PROBLEM DESCRIPTION>
Repeat all of the records verbatim.

+++ MATERIAL PROVIDED

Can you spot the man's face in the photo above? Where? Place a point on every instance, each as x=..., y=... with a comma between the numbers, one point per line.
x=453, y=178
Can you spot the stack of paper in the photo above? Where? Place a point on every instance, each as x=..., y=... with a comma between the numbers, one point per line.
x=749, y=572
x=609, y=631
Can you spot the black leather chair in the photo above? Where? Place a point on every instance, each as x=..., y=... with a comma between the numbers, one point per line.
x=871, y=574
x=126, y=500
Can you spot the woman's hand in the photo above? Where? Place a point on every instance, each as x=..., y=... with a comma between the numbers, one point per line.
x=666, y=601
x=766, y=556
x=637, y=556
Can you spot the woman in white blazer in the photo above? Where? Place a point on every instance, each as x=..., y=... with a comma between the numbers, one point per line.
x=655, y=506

++++++

FINAL ANSWER>
Can you spot the man's face in the photo above? Where? Place a point on every instance, each as x=..., y=... with a comma between the numbers, one point per line.
x=453, y=178
Can you spot the stack of paper in the photo above? Where? Place a point on every instance, each as x=..., y=... with a comma between the numbers, one point per line.
x=749, y=572
x=609, y=631
Can you spot the black leather chair in the photo above? Where? Place a point on every instance, each as x=..., y=... with a comma between the numbers, one point per line.
x=871, y=574
x=126, y=500
Can you spot the woman's hand in the photo above? Where? Place a point on every instance, each as x=..., y=... with a comma between the numbers, one point per line.
x=666, y=601
x=766, y=556
x=637, y=556
Can you spot the woman in white blazer in the photo above? Where? Place a point on every instance, each as x=..., y=... with a comma between the numbers, one point per line.
x=655, y=506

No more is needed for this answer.